▽
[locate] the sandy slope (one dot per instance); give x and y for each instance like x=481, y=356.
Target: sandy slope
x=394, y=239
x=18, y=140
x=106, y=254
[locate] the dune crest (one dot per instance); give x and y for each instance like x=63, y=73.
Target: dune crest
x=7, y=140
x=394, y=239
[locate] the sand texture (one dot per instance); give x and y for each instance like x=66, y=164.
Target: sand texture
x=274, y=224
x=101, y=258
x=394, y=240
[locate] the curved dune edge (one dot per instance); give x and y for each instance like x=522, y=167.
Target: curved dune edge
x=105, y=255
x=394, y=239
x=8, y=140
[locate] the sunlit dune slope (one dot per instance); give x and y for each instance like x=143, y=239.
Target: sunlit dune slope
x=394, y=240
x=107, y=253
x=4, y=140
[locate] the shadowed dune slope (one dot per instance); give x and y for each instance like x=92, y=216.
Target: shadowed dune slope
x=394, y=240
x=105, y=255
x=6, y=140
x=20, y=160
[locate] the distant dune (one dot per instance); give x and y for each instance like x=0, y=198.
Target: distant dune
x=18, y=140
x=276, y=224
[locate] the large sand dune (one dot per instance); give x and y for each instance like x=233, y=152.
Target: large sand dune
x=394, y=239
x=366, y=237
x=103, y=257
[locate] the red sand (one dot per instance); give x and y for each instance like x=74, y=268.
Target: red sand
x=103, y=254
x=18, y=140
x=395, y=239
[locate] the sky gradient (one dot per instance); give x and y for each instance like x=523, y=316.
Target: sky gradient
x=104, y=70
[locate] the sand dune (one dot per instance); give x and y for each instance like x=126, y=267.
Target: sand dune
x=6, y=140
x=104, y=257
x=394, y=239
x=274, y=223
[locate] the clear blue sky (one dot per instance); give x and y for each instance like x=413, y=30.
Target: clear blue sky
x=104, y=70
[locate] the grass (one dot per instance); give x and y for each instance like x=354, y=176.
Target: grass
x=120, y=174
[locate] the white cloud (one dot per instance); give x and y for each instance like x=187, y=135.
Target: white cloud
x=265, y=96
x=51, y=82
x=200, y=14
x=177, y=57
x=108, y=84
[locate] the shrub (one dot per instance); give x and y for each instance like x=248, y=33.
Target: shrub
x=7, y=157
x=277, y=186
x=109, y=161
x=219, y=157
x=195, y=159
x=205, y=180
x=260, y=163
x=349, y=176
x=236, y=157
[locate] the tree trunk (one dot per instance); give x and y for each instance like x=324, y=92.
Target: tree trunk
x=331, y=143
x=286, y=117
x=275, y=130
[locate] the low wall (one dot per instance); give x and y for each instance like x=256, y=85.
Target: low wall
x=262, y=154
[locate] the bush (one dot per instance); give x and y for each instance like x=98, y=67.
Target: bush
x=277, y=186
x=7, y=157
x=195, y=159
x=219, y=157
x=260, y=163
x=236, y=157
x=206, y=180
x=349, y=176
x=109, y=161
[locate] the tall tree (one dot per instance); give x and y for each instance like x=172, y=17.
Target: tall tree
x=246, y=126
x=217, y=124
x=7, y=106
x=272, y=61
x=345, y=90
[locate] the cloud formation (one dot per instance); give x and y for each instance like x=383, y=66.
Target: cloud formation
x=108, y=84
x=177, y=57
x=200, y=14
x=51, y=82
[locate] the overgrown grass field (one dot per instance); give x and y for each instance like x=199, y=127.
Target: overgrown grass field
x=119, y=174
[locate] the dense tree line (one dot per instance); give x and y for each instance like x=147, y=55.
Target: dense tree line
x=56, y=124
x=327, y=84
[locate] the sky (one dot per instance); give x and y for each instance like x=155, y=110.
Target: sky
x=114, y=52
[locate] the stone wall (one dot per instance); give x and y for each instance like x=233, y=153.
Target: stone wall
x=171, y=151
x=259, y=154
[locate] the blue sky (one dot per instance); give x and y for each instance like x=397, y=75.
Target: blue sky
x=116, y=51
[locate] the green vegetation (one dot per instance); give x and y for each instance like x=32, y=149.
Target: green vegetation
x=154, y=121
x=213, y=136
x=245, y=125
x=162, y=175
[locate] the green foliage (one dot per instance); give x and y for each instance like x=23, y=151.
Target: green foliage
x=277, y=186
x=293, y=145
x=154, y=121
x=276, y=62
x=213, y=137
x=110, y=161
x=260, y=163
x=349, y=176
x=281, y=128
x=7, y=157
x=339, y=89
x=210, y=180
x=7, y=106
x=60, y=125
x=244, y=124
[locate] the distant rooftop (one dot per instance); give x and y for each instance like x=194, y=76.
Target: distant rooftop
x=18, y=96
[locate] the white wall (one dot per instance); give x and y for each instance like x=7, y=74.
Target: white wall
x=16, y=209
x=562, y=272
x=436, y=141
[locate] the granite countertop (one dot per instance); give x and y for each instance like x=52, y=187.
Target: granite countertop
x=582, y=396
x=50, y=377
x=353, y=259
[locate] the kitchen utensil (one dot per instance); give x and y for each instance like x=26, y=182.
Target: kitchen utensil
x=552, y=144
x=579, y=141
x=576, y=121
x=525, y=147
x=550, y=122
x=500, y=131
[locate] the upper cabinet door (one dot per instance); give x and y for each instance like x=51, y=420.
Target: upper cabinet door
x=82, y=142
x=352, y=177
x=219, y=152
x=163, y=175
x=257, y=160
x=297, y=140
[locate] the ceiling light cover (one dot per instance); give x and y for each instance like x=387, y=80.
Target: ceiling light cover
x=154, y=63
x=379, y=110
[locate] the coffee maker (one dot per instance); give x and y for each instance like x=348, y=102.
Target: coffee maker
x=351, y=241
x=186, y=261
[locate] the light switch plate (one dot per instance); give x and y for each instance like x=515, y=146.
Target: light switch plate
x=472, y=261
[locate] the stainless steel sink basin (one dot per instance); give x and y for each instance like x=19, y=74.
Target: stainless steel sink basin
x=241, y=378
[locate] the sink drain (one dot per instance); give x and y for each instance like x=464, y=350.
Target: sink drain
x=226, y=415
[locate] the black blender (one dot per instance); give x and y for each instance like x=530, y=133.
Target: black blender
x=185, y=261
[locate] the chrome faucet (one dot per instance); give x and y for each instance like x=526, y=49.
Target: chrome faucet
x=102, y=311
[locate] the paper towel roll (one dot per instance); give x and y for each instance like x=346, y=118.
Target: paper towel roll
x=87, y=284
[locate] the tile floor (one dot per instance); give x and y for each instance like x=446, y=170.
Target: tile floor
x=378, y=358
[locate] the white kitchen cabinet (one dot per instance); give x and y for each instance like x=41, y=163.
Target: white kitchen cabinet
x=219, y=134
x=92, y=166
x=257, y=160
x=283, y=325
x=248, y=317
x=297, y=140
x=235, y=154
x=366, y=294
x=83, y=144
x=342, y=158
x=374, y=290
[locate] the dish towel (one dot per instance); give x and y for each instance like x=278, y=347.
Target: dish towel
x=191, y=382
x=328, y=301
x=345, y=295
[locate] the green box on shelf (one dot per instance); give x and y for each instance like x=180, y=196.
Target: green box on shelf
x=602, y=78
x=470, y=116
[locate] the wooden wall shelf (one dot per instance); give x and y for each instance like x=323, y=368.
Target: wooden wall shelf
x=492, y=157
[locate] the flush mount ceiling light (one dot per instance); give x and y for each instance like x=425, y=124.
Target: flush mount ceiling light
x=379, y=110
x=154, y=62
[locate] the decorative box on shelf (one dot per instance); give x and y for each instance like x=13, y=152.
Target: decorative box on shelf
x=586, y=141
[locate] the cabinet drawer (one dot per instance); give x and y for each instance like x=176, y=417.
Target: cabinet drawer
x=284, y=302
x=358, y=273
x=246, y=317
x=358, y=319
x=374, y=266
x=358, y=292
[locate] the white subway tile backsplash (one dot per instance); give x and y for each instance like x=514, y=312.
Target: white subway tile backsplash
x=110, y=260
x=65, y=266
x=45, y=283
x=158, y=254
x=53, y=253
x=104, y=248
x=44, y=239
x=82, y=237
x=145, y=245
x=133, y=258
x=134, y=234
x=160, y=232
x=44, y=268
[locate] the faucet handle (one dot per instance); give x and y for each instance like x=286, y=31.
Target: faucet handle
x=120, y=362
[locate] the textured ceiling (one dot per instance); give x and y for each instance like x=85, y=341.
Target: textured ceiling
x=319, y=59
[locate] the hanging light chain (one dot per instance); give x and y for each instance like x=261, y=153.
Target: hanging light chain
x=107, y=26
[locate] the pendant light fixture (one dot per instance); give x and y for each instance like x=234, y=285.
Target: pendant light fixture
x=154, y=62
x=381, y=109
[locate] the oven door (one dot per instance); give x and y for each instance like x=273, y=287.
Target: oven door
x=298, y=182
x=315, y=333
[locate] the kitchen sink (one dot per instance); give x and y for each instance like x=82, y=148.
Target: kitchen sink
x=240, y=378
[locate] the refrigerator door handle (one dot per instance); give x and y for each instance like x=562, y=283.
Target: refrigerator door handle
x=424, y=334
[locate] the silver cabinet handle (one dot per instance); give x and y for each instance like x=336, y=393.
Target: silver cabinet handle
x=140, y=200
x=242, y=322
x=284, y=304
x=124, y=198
△
▸ Required work
Please output exactly the lines between the one holding "Target: white wall" and the one holding "[locate] the white kitchen" in the records above, inclusive, and nothing more.

▸ Solution
Target: white wall
x=16, y=209
x=562, y=272
x=436, y=141
[locate] the granite countertop (one dot per instance); give x and y for each instance like x=52, y=187.
Target: granite countertop
x=582, y=396
x=50, y=377
x=353, y=259
[locate] the kitchen utensil (one dot per instance); give x and y for each instance like x=26, y=182.
Target: kitchen utensil
x=552, y=144
x=579, y=141
x=576, y=121
x=525, y=147
x=550, y=122
x=500, y=131
[locate] the upper cabinet door (one dot per instance); give x and y for each instance like x=51, y=420.
Target: upper cabinet door
x=82, y=142
x=352, y=177
x=219, y=152
x=163, y=175
x=257, y=160
x=297, y=140
[locate] the ceiling light cover (one dot per instance); give x and y for each instance like x=387, y=80.
Target: ceiling light cover
x=154, y=63
x=379, y=110
[locate] the coffee maker (one dot per instance); give x and y for each instance like x=348, y=102.
Target: coffee maker
x=351, y=241
x=186, y=261
[locate] the light switch plate (one dot per instance); give x and y for each instance like x=515, y=146.
Target: light switch plate
x=472, y=261
[locate] the stainless steel sink basin (one dot per instance); give x and y for each instance like x=19, y=74.
Target: stainless steel sink basin
x=241, y=378
[locate] the sink drain (one dot per instance); give x and y for each instance like x=464, y=350.
Target: sink drain
x=226, y=415
[locate] the black blender (one dot per instance); give x and y for each instance like x=530, y=133.
Target: black blender
x=185, y=261
[locate] the chrome faucet (one dot per instance); give x and y for each instance like x=526, y=49.
Target: chrome faucet
x=102, y=311
[locate] the paper towel roll (one dot per instance); give x and y for each instance like x=346, y=118.
Target: paper towel roll
x=87, y=284
[locate] the tile floor (one dot per instance); give x and y for each instance like x=446, y=170.
Target: tile floor
x=378, y=358
[locate] the white kitchen cabinet (one dot per instance); give x and y for each instance like x=41, y=163.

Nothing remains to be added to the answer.